━━ ARTICLE ━━

= Cabinet Committee on Political Affairs =

Prime Cabinet Committee of the Central Government of India

The Prime Cabinet Committee of the Central Government of India deals with problems related to Centre-State relations, considers economic and political issues that require a broader perspective, and handles foreign affairs that do not have internal or external security implications. It is also known as 'super cabinet,' as it consists of most of the most important Cabinet ministers.

The Prime Cabinet Committee —like all other Cabinet Committees of the Government of India—is for day to day public welfare, governance, centre - state relationship and foreign policy (that do not have any internal or external security implications). It is chaired by the Prime Minister of India, Narendra Modi, and was reconstituted by him according to the Government of India (Transaction of Business) Rules, 1961 shortly after his party's victory in the 2019 general election.

━━━
━━ MATERIAL SHOWN ━━

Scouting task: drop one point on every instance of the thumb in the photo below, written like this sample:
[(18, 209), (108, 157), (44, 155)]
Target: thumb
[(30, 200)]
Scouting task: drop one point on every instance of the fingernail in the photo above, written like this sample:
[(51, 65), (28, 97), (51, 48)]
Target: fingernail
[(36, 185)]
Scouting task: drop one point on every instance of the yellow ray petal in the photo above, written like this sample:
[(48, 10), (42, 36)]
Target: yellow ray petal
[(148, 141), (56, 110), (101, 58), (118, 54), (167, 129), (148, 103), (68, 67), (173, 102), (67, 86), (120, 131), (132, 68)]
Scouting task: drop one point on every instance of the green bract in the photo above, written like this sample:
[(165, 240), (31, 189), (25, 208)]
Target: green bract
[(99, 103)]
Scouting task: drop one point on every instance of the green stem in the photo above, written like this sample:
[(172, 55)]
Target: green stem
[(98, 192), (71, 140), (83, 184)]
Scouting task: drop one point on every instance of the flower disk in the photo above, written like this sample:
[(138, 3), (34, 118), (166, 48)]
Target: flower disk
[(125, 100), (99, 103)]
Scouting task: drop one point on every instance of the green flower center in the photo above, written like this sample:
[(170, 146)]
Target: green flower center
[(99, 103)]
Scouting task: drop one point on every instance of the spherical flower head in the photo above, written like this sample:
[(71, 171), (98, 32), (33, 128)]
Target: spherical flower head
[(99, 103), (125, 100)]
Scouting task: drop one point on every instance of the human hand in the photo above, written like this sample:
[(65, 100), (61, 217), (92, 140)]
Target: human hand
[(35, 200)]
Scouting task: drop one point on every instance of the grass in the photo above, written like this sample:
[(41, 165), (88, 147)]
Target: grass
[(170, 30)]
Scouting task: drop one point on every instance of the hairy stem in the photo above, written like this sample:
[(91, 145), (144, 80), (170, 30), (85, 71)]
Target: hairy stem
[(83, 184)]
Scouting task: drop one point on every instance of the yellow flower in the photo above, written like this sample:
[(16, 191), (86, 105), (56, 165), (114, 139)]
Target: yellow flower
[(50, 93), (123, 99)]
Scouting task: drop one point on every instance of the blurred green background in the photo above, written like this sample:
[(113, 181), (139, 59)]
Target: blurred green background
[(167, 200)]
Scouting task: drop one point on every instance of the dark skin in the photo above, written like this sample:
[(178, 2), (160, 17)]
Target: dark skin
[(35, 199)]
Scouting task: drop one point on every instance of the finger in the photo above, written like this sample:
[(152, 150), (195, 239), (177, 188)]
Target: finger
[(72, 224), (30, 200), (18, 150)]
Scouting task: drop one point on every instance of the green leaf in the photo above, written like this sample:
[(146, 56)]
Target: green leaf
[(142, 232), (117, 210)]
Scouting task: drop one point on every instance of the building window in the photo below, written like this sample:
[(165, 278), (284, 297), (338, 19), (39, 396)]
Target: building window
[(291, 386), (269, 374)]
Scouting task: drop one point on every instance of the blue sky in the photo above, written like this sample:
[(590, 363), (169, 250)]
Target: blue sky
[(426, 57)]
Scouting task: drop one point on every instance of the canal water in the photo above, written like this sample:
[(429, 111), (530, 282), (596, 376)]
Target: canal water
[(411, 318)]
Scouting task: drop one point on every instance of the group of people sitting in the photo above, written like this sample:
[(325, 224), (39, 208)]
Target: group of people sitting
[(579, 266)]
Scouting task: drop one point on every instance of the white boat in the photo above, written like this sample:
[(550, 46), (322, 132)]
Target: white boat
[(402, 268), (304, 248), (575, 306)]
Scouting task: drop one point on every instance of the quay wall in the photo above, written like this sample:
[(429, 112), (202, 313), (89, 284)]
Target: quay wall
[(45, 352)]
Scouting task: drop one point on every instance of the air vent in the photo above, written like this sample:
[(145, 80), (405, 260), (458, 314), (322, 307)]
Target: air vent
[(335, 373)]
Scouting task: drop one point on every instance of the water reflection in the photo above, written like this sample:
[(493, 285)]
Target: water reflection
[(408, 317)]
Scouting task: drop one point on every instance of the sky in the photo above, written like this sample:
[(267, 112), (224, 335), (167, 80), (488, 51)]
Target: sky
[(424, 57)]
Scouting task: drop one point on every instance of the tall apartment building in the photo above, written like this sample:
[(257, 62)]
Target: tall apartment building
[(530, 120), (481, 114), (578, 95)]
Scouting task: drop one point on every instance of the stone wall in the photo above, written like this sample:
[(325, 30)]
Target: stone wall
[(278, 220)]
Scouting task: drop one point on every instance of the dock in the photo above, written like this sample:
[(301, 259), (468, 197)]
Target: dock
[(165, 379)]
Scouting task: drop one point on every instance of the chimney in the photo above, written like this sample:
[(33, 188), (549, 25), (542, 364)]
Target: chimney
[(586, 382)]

━━━

▸ **EXERCISE TASKS**
a) Reproduce, word for word, the passage of the Cabinet Committee on Political Affairs text from "The Prime Cabinet Committee of" up to and including "2019 general election.".
b) In the Cabinet Committee on Political Affairs text, list the matters that the paragraph beginning "The Prime Cabinet Committee of the Central Government of India deals with" says the committee handles.
c) Continue the Cabinet Committee on Political Affairs text from its last sentence.

▸ **ANSWERS PROVIDED**
a)
The Prime Cabinet Committee of the Central Government of India deals with problems related to Centre-State relations, considers economic and political issues that require a broader perspective, and handles foreign affairs that do not have internal or external security implications. It is also known as 'super cabinet,' as it consists of most of the most important Cabinet ministers.

The Prime Cabinet Committee —like all other Cabinet Committees of the Government of India—is for day to day public welfare, governance, centre - state relationship and foreign policy (that do not have any internal or external security implications). It is chaired by the Prime Minister of India, Narendra Modi, and was reconstituted by him according to the Government of India (Transaction of Business) Rules, 1961 shortly after his party's victory in the 2019 general election.

b)
- Problems related to Centre-State relations
- Economic and political issues that require a broader perspective
- Foreign affairs that do not have internal or external security implications

c)
==Members==
The Prime Minister of India can select and dismiss members of all Cabinet Committees including (PCC) and (SCC) as he sees fit. As of July 2024, the committee consists of the following members:

== Members of the Super Cabinet ==

Super Cabinet of India
Prime Minister of India
Narendra Modi
| Minister | Ministries |
| Rajnath Singh | Ministry of Defence |
| Amit Shah | Ministry of Home Affairs Ministry of Cooperation |
| Nitin Jairam Gadkari | Ministry of Road Transport and Highways |
| Jagat Prakash Nadda | Ministry of Health and Family Welfare Ministry of Chemicals and Fertilizers |
| Nirmala Sitharaman | Ministry of Finance Ministry of Corporate Affairs |
| Piyush Goyal | Ministry of Commerce and Industry |
| Jitan Ram Manjhi | Ministry of Micro, Small and Medium Enterprises |
| Sarbananda Sonowal | Ministry of Ports, Shipping and Waterways |
| Kinjarapu Rammohan Naidu | Ministry of Civil Aviation |
| Bhupender Yadav | Ministry of Environment, Forest and Climate Change |
| Annapurna Devi | Ministry of Women and Child Development |
| Kiren Rijiju | Ministry of Parliamentary Affairs Ministry of Minority Affairs |
| G. Kishan Reddy | Ministry of Coal Ministry of Mines |

==See also==

- Appointments Committee of the Cabinet
- Cabinet Committee on Security
- Union Council of Ministers of India
- Cabinet Secretariat (India)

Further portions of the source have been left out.